▶ TASK PROMPT
Scan the data below for the string "cloud". Show every line where it turns up.

▶ INFORMATION SUPPLIED

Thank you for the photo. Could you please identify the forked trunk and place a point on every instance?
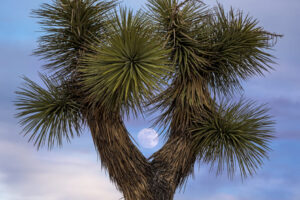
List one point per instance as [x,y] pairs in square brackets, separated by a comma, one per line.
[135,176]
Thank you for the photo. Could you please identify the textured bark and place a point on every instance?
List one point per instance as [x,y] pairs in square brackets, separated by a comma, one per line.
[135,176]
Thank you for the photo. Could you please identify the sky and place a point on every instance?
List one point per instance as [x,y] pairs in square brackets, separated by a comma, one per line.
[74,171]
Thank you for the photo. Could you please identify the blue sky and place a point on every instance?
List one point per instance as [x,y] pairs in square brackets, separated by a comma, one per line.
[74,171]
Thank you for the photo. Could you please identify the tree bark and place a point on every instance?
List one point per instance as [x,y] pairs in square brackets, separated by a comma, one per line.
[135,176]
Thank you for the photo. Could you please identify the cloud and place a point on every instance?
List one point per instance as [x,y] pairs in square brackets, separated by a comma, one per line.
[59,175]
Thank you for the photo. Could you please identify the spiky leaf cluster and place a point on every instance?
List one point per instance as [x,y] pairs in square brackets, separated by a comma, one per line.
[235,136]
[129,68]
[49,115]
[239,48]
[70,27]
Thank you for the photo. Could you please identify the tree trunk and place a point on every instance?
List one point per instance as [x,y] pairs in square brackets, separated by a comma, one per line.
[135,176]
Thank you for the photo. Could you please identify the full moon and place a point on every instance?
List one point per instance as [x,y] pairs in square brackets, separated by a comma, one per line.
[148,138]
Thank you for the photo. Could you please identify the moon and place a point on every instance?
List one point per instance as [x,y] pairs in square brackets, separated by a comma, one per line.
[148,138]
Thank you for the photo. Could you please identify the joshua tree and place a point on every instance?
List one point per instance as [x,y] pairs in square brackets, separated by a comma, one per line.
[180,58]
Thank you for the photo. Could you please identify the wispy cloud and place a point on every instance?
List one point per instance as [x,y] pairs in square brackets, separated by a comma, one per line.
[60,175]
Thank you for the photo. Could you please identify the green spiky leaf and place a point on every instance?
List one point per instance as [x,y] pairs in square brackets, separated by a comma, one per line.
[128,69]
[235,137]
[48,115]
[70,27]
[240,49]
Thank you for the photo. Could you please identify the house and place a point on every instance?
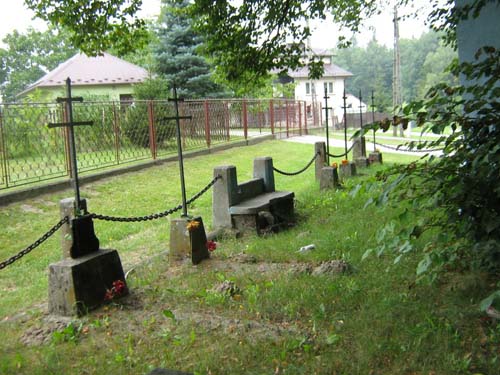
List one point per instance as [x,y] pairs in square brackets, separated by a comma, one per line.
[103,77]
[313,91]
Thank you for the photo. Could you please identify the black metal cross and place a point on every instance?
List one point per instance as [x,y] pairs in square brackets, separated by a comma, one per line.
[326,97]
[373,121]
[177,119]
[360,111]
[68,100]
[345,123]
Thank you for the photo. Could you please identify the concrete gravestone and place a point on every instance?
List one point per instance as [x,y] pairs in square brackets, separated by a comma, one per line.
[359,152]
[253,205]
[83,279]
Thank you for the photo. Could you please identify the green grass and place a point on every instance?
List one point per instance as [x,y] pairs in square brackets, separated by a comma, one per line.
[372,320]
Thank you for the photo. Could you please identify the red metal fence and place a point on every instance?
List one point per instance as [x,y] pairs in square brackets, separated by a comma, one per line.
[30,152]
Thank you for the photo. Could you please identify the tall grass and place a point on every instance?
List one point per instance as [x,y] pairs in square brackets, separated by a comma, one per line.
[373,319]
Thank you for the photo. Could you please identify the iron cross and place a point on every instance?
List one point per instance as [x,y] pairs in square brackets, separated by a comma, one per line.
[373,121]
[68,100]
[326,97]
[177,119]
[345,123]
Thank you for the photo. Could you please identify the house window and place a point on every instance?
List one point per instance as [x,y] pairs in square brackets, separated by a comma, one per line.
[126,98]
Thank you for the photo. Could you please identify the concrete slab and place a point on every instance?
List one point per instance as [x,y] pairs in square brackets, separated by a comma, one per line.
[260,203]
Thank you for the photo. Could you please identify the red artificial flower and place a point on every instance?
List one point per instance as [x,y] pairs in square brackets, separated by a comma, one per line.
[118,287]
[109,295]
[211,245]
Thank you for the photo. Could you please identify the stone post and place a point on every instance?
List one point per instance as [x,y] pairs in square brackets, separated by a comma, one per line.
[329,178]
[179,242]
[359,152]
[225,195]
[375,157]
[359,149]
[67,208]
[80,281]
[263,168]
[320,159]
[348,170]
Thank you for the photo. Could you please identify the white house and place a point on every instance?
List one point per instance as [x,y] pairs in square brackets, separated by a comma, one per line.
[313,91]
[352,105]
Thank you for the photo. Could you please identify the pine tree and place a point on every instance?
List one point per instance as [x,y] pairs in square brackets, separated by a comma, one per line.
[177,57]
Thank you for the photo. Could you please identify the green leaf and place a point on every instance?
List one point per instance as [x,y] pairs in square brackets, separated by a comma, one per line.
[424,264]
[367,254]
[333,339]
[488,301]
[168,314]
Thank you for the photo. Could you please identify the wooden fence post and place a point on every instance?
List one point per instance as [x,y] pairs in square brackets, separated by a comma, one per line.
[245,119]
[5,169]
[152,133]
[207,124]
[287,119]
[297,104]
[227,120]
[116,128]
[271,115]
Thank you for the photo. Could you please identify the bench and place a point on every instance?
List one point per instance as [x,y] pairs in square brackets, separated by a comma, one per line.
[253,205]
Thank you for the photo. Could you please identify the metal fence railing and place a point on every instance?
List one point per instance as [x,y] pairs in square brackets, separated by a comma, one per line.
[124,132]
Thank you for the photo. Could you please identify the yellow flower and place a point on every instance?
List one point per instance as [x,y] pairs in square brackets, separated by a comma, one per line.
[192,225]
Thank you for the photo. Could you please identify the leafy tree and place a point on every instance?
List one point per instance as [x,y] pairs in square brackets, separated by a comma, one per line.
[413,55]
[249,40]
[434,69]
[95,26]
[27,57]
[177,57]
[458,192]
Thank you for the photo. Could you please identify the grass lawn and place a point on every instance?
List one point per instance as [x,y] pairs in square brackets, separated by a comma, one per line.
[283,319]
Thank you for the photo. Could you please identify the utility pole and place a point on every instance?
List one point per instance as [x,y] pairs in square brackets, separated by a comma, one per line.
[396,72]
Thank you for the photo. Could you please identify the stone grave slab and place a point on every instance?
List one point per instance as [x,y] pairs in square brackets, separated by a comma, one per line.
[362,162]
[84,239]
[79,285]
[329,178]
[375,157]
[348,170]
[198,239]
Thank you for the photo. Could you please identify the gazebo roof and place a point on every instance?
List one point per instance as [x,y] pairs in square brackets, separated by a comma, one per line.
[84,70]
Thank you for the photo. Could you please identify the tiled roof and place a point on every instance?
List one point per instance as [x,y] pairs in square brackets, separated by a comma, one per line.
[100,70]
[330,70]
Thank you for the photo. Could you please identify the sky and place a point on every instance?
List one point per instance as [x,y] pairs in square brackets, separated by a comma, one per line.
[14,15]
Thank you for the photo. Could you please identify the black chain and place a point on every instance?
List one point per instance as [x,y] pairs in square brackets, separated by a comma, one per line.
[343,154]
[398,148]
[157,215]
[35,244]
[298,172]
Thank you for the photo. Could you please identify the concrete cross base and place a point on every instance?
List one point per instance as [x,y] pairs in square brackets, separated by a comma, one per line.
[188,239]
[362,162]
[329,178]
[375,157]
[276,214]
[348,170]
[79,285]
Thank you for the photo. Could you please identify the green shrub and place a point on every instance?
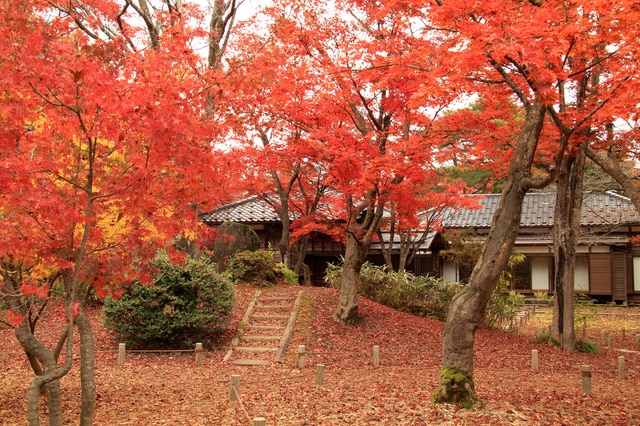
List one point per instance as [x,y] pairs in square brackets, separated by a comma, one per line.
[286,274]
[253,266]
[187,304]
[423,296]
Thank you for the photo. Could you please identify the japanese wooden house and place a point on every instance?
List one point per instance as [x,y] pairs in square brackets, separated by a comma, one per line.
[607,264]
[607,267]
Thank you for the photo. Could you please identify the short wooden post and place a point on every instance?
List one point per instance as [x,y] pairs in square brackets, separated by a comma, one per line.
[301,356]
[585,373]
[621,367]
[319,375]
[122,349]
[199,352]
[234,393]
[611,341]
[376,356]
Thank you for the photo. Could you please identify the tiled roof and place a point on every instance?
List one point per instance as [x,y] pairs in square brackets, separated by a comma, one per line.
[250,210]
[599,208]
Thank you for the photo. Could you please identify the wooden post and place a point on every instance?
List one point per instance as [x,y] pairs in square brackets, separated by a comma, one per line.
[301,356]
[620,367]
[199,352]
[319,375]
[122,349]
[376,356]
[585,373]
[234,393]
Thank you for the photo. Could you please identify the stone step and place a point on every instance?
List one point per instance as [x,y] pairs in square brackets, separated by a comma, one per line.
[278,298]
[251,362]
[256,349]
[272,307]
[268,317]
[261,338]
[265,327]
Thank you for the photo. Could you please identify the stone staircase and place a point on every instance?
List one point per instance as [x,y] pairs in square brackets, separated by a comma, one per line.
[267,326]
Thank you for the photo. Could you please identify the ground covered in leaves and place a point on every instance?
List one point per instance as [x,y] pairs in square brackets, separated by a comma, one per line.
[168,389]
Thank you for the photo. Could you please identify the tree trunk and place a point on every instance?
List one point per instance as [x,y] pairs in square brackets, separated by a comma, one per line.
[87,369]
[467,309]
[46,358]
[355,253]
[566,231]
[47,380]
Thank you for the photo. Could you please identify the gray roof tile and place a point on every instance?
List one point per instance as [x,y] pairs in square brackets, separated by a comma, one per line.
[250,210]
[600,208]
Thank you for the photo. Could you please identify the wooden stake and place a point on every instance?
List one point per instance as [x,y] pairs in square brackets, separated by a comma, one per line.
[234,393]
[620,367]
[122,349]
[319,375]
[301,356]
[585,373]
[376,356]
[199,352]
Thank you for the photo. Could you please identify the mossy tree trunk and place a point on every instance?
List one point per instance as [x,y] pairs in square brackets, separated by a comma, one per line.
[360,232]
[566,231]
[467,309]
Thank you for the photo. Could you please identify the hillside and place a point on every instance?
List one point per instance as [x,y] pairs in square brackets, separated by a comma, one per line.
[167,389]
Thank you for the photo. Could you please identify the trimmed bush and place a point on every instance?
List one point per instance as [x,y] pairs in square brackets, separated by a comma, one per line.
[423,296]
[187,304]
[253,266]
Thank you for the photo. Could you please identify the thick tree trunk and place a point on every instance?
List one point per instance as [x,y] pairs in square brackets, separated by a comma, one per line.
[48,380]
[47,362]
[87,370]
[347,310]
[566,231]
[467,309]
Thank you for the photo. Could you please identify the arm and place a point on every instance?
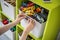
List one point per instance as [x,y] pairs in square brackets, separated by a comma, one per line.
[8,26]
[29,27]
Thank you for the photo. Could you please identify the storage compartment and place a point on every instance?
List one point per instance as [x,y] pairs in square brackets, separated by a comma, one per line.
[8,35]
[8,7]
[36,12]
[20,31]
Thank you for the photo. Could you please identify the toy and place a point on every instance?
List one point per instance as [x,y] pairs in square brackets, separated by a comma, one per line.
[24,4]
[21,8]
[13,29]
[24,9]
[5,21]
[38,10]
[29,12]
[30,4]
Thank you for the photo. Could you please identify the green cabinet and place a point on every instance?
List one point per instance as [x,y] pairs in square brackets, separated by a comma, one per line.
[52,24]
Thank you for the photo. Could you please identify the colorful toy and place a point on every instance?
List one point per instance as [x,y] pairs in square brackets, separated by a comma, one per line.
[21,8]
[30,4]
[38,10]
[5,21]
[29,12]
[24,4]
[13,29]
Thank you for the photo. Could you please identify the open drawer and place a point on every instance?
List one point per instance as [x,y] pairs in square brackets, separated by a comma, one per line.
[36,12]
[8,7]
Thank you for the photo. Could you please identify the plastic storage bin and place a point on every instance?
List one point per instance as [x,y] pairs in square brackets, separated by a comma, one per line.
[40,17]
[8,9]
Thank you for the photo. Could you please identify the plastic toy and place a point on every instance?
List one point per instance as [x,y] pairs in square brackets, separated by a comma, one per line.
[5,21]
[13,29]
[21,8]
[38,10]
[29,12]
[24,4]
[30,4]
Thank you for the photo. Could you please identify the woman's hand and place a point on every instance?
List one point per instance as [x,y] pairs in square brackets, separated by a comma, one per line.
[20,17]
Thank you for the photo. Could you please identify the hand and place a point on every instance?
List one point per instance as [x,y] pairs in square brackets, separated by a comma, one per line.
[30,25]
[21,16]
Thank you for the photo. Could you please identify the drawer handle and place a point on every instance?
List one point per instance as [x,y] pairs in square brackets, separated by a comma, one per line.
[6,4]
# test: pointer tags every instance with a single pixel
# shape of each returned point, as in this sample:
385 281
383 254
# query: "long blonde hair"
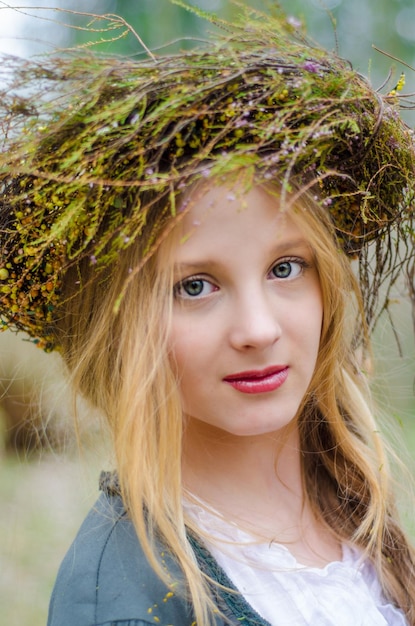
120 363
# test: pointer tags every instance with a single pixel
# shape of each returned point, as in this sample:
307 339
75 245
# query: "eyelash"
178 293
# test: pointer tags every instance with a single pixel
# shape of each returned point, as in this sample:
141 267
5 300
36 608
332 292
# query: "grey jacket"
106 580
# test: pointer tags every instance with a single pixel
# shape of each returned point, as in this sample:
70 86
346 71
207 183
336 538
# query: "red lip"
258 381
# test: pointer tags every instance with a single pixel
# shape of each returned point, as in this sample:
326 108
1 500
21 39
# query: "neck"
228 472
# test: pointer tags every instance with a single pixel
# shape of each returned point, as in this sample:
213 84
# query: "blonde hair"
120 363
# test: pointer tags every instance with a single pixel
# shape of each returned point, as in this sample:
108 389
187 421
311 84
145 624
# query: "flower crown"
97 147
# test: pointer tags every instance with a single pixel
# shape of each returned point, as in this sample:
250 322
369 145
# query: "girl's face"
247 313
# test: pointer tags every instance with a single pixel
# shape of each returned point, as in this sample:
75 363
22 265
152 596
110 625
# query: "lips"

▶ SOLUTION
Thank you for the photo. Could you please identify the cloud and place a point on every instance?
Thank you for the photo. Could you please identify the wispy cloud and place a point on every instance?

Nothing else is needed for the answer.